▸ DIRECTIVE:
Extract each line of the material below that contains the word "tower" and reproduce those lines verbatim. The match is case-sensitive.

▸ INFORMATION SHOWN:
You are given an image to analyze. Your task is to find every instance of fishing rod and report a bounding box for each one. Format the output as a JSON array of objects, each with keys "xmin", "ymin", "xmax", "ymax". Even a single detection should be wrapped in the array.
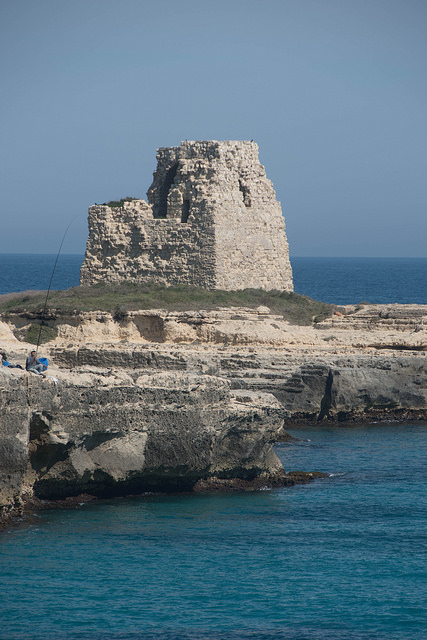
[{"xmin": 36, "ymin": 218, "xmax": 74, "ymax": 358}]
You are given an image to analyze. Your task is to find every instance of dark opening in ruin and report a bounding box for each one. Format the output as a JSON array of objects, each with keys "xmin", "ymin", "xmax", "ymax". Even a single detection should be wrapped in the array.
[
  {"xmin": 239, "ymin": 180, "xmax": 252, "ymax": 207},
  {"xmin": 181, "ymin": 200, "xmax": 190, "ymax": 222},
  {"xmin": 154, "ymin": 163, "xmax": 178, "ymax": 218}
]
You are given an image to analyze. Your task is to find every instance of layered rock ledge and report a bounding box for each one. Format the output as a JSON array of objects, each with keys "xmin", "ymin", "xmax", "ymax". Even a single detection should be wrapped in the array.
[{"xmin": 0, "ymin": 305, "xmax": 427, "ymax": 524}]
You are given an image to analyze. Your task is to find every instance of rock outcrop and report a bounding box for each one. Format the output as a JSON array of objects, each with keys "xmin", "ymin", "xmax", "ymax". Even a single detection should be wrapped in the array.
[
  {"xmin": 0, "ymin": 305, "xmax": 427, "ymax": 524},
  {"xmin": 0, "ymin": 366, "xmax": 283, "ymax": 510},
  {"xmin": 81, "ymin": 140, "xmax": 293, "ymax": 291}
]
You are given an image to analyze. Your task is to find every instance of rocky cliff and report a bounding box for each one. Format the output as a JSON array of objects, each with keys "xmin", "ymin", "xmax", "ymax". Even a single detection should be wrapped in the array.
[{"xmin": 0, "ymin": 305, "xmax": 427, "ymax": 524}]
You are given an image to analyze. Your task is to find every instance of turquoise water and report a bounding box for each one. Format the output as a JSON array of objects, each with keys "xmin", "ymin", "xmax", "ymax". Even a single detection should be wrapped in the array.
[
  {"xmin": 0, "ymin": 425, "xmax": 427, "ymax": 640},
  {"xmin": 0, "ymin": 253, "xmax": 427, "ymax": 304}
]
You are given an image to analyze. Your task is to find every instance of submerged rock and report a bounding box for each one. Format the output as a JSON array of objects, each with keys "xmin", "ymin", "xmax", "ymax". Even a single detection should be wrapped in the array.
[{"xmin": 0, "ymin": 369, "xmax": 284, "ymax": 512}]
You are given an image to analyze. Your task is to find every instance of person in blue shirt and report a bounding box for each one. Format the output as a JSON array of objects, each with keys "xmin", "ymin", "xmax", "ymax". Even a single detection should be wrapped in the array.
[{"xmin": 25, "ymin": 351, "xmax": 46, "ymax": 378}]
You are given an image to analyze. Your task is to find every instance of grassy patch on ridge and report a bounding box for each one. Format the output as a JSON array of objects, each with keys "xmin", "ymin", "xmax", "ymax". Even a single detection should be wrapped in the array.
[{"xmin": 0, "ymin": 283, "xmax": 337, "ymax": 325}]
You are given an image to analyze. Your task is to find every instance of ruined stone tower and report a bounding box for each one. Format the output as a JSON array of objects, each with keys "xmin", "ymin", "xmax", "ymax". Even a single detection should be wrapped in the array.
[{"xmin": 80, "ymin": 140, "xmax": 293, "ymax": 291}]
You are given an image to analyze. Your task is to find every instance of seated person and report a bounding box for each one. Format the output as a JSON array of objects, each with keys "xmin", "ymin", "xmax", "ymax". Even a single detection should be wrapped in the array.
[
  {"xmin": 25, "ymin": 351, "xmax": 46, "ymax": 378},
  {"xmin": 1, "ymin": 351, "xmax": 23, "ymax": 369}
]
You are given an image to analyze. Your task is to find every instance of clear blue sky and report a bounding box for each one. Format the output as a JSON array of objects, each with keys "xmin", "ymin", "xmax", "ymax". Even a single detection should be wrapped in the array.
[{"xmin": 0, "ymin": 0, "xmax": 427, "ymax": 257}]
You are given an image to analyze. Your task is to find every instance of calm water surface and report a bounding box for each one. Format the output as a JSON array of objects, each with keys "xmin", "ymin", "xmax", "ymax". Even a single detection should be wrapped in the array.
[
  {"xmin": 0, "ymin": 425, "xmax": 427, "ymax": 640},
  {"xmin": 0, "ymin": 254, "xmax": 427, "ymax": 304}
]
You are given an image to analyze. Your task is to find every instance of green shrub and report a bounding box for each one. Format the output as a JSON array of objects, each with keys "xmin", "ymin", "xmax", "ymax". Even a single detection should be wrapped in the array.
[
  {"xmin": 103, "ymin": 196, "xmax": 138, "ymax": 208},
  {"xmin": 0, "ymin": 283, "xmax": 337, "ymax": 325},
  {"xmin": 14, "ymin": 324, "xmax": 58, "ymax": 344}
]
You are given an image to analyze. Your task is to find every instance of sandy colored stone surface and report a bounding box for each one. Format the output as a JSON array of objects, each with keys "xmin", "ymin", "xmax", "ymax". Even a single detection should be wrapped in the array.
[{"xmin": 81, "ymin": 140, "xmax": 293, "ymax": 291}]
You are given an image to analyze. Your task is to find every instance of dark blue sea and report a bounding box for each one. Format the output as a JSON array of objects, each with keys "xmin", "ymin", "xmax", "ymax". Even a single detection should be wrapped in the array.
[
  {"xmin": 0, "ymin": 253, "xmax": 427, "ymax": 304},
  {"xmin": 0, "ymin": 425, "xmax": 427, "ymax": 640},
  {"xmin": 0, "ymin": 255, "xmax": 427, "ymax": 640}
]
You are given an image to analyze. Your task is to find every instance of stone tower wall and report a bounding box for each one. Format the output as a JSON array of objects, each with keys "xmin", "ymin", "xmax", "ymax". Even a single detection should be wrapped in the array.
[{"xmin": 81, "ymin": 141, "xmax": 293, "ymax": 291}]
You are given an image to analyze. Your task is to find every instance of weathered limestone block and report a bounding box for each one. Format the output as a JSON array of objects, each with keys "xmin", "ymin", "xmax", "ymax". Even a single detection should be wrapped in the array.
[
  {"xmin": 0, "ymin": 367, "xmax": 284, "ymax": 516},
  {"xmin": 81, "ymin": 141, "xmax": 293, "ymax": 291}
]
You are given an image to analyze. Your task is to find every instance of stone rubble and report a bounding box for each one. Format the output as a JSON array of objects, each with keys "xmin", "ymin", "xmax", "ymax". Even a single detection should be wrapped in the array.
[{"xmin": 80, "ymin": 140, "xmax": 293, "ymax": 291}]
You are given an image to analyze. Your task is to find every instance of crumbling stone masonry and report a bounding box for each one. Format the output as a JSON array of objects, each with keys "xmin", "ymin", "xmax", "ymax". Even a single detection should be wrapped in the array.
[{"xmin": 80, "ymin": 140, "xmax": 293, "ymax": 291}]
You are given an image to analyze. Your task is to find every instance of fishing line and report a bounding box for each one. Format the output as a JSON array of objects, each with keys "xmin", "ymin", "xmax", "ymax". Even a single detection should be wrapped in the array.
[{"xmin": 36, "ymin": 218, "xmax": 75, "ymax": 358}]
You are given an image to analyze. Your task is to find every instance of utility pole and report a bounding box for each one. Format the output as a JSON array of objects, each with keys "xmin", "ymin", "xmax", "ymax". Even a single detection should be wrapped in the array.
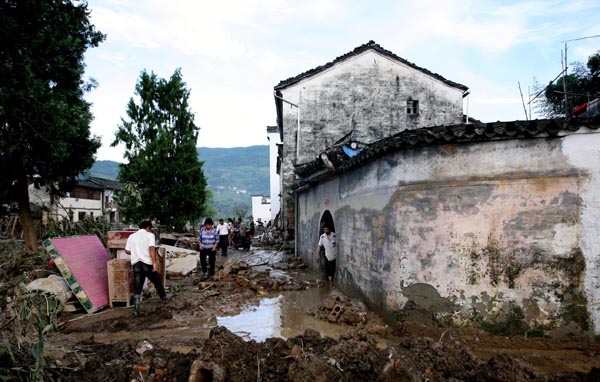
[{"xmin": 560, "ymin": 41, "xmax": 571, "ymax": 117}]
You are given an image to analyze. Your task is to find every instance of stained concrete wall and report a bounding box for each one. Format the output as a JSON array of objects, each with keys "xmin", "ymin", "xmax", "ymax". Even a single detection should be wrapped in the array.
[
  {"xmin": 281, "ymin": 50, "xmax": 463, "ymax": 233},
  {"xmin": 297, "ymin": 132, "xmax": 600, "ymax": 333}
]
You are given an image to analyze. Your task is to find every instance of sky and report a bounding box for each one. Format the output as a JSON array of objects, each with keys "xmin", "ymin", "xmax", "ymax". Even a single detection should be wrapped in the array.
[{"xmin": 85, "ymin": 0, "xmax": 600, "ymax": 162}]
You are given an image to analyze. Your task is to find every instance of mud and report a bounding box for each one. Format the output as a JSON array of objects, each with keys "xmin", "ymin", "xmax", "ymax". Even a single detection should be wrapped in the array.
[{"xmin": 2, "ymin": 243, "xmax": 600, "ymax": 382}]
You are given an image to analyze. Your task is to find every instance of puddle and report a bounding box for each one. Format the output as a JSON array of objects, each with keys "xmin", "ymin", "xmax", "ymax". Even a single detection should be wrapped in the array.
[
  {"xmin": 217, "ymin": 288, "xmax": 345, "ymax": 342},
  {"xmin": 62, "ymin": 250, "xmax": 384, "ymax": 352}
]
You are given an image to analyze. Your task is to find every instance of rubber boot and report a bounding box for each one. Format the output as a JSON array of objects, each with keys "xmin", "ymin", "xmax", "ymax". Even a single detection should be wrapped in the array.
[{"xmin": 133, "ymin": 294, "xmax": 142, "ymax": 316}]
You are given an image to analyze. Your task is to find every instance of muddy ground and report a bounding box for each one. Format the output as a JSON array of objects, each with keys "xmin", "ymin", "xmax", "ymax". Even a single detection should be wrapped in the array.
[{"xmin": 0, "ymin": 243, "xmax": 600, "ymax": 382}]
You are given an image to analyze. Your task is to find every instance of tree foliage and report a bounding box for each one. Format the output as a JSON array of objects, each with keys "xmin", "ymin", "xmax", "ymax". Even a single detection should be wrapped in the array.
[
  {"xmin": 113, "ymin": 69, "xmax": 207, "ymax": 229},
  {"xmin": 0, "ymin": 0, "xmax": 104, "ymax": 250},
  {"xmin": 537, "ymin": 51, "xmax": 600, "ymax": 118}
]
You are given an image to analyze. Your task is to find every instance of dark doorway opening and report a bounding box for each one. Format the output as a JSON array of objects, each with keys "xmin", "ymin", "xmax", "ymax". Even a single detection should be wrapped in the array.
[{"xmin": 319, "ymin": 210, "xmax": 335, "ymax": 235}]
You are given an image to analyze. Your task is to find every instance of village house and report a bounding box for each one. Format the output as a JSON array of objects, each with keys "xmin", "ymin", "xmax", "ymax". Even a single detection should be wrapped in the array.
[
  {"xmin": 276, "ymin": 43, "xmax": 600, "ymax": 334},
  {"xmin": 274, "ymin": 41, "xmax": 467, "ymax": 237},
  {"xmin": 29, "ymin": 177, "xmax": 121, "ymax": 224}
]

* * *

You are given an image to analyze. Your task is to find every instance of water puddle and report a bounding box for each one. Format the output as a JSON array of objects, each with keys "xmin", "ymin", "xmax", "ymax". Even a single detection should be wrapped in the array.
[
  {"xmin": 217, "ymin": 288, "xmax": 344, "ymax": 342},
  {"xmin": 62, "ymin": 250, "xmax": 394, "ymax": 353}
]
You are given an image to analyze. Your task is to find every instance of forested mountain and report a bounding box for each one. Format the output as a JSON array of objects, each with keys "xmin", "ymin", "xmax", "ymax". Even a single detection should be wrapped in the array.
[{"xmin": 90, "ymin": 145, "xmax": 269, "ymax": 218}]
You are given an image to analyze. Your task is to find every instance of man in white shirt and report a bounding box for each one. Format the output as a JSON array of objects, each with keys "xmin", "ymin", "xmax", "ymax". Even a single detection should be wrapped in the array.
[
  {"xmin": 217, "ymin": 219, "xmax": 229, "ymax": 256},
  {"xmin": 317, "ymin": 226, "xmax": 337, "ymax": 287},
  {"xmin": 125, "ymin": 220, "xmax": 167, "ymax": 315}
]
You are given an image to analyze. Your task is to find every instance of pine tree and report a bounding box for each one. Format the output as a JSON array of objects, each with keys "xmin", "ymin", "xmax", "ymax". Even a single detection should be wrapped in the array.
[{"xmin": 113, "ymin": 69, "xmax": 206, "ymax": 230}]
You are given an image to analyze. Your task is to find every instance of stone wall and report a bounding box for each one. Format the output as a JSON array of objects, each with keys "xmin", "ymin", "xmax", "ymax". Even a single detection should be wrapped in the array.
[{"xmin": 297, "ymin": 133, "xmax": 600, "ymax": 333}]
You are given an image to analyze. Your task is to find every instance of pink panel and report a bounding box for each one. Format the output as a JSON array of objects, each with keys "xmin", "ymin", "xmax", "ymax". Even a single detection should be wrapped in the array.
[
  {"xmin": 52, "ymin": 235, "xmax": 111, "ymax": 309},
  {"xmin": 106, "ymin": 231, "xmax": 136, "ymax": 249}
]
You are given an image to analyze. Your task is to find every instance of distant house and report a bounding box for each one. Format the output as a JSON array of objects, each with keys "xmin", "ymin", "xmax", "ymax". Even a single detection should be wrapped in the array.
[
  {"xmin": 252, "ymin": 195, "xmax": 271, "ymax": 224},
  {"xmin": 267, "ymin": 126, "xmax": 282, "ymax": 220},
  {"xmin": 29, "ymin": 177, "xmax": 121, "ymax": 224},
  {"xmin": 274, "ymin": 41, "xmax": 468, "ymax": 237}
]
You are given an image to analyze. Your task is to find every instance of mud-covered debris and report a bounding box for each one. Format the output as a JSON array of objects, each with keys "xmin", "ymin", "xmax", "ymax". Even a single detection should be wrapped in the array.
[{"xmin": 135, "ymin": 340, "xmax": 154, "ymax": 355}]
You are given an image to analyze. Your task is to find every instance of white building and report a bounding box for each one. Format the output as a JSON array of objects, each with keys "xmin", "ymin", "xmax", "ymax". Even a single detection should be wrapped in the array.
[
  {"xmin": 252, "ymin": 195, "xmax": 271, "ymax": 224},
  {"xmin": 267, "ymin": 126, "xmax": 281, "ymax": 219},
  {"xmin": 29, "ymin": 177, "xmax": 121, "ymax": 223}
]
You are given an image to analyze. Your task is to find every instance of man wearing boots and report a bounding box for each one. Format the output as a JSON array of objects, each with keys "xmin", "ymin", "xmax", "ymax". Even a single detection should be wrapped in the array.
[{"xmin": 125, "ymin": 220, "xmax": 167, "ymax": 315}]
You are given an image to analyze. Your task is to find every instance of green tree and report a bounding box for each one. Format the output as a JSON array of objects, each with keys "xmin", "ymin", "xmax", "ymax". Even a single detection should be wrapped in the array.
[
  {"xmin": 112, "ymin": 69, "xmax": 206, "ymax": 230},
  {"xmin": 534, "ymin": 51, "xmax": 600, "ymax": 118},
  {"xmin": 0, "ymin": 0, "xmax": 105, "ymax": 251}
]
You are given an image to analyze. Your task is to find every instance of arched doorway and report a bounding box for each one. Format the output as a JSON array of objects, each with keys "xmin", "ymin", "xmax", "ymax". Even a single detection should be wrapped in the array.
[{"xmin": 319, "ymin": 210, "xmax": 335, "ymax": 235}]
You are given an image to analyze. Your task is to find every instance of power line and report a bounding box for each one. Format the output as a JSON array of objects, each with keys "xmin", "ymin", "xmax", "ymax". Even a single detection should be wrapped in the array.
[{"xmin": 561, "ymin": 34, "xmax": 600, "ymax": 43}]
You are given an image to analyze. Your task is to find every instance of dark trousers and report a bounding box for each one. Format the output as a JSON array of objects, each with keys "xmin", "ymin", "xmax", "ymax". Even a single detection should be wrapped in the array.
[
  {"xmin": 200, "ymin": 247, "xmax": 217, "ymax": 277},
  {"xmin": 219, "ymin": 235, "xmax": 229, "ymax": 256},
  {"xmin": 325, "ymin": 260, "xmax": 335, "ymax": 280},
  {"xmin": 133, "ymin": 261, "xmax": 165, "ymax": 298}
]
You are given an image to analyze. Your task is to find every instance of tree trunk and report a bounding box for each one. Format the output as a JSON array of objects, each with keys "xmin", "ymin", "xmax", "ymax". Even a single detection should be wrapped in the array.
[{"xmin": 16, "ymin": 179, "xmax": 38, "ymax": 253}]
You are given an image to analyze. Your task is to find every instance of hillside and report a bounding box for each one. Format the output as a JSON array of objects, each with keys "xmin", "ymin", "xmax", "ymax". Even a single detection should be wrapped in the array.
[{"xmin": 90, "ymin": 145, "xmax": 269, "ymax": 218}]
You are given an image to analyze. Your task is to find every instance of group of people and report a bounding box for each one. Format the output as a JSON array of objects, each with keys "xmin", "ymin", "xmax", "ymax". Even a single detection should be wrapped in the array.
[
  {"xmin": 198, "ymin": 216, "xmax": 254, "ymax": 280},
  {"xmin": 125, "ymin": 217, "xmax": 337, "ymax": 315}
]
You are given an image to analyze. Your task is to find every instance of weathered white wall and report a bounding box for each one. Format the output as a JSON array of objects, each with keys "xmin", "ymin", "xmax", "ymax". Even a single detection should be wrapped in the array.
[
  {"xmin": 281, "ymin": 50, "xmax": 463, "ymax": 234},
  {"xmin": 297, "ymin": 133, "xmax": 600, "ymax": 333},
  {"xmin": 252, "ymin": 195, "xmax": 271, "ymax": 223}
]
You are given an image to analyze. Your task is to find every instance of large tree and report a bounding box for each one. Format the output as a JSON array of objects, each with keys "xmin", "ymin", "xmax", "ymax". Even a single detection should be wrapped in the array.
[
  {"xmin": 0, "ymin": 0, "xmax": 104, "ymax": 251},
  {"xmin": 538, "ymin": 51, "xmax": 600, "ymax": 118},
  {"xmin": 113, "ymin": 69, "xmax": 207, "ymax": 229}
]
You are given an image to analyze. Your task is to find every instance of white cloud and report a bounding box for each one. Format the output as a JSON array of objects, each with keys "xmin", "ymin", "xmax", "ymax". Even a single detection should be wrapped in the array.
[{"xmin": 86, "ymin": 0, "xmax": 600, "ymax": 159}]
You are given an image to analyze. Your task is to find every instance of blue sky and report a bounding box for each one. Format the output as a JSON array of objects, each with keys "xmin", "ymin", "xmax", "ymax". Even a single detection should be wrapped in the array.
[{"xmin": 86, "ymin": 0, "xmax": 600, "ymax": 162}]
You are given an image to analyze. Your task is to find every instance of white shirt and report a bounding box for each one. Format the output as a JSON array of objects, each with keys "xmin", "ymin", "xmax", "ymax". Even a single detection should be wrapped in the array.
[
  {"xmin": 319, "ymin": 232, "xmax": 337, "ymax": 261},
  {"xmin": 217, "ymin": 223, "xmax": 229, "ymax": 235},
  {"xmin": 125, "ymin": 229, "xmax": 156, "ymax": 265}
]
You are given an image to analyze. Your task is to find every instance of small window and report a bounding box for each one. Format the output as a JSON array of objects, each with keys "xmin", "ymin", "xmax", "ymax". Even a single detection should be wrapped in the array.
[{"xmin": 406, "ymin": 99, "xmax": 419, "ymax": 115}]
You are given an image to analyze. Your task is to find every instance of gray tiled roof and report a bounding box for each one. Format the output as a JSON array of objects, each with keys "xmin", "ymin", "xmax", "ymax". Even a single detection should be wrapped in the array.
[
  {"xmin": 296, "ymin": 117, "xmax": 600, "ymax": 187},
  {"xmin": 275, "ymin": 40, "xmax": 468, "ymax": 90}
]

--

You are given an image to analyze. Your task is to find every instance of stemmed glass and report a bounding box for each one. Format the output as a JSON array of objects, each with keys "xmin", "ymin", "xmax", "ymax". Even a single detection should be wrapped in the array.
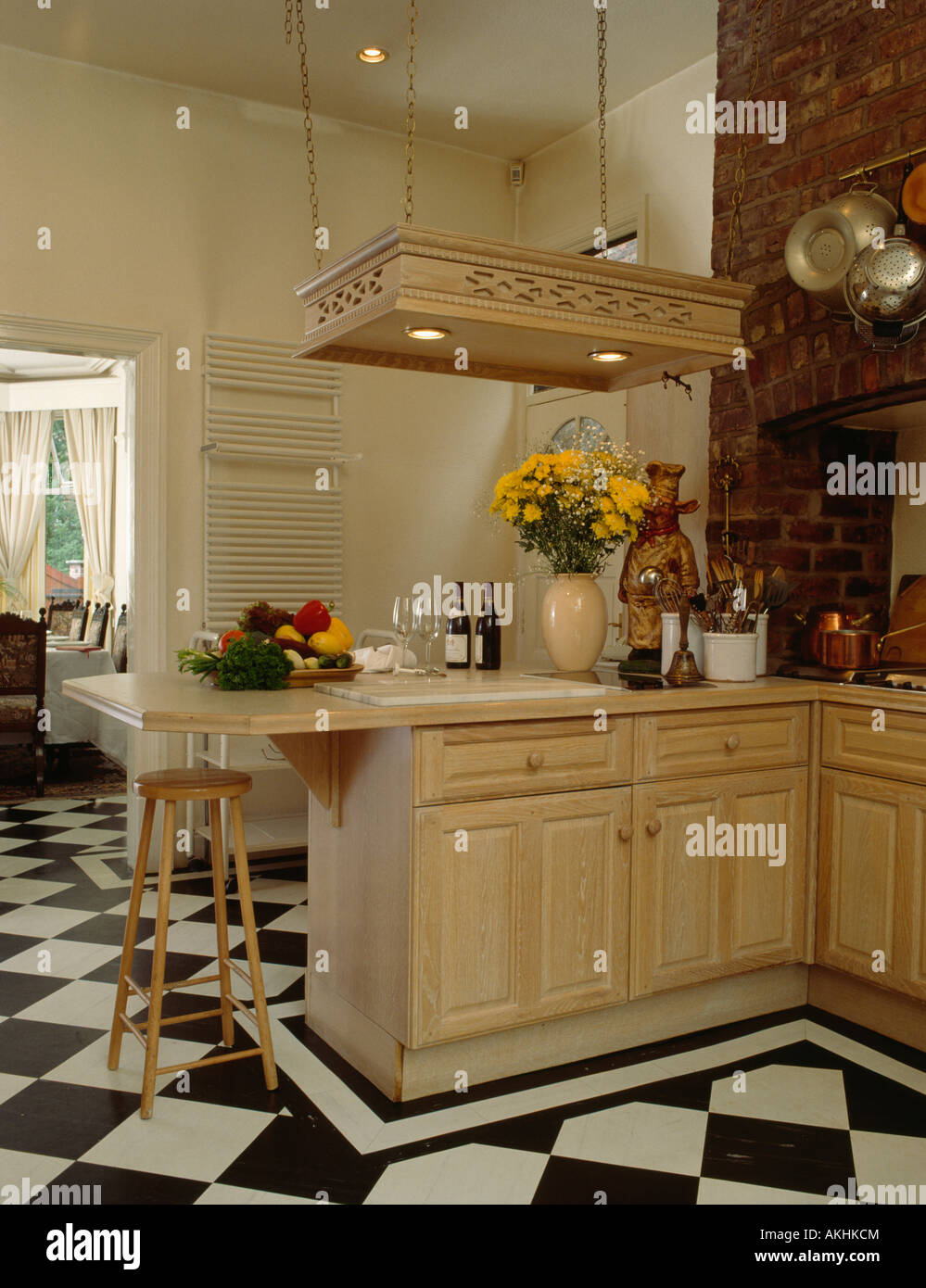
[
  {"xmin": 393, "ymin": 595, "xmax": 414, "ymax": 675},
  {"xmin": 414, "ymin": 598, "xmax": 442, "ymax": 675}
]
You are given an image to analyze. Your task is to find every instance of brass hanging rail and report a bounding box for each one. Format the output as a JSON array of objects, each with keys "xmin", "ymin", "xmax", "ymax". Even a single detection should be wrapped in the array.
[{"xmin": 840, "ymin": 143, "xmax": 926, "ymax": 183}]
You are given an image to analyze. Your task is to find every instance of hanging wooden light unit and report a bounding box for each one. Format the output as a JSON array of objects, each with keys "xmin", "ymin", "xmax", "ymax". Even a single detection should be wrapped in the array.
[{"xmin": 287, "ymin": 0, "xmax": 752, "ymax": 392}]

▸ IN RESPONSE:
You are given an image to analyze. Your task is to find every instance of ruined stone tower and report a bounding box for each one. Format the output as a JSON array of objects, each with keys "xmin", "ymin", "xmax", "ymax". Even a single detection should be wrapped in the array.
You are given an image to analyze. Your task is to find every instance of stone tower wall and report a bounding box for each one. Format the output as a JSON array of objects, each with keys "xmin", "ymin", "xmax", "ymax". Even a single detection should be wrapped in the array.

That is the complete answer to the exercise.